◆ Exercise description ◆
In the records below, find the line with "Target: arched window" and the line with "Target: cathedral facade". Print both exactly, along with every line between them, and no other line.

• • •

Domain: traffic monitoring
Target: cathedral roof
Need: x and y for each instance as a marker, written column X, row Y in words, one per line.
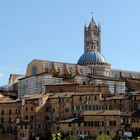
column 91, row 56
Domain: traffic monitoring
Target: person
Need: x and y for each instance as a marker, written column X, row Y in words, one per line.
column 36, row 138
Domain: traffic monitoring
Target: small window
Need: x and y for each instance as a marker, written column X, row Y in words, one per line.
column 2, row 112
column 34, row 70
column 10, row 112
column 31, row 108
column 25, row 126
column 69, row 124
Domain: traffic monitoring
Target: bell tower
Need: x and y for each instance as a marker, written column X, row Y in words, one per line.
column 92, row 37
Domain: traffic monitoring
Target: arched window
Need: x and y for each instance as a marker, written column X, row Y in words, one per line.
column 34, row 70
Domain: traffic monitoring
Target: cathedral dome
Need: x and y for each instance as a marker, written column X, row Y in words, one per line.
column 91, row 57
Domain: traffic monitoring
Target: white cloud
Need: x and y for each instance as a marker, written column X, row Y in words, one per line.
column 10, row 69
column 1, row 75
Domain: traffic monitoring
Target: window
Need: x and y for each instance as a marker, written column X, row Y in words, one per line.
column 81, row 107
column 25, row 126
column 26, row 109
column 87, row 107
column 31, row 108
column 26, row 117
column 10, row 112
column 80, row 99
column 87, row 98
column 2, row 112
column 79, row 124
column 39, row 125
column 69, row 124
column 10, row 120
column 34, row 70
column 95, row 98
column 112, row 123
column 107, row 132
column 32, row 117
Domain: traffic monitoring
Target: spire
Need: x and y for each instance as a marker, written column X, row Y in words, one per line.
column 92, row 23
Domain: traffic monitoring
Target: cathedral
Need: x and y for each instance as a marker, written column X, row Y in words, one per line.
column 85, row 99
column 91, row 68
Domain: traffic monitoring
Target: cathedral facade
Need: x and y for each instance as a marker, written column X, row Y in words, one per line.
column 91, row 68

• • •

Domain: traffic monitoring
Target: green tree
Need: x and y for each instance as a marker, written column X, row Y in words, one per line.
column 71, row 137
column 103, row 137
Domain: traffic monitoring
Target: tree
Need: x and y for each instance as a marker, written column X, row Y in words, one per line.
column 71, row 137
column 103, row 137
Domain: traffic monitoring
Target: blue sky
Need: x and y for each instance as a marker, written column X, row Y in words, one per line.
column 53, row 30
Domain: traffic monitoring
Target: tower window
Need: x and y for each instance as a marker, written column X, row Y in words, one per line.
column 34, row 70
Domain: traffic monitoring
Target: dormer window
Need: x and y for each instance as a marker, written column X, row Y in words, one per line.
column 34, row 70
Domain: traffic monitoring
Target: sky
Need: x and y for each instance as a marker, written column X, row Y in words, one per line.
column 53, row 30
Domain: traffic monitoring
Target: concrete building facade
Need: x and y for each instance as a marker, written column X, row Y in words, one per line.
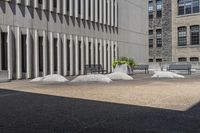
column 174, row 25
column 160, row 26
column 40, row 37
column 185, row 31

• • •

◆ Completed task ◆
Target: arched window
Need: x and y for each instance as a marker, written column X, row Y in words, one per line.
column 34, row 70
Domain: traffic monitoring
Target: cathedral dome
Need: x and y for each instance as a marker, written column X, row Y in words, one per line.
column 91, row 57
Domain: traffic monitoring
Target: white cloud
Need: x and y for each instance as a marker, written column X, row Y in words, one per line.
column 10, row 69
column 1, row 75
Domain: traffic monitoring
Target: window
Need: x and y for each instance as a marker, written column X, row Y in words, one per line.
column 81, row 107
column 25, row 126
column 26, row 109
column 87, row 107
column 31, row 108
column 26, row 117
column 10, row 112
column 80, row 99
column 87, row 98
column 2, row 112
column 79, row 124
column 39, row 125
column 69, row 124
column 10, row 120
column 34, row 70
column 95, row 98
column 112, row 123
column 107, row 132
column 32, row 117
Domain: traffic monitoring
Target: spire
Need: x and y for each instance as a marker, written column X, row Y in words, one per line.
column 92, row 23
Domain: traffic monitoring
Target: cathedral
Need: x and y for each instance as a marker, written column X, row Y in words, one per line.
column 85, row 99
column 91, row 68
Domain: traffic monitoring
Target: cathedral facade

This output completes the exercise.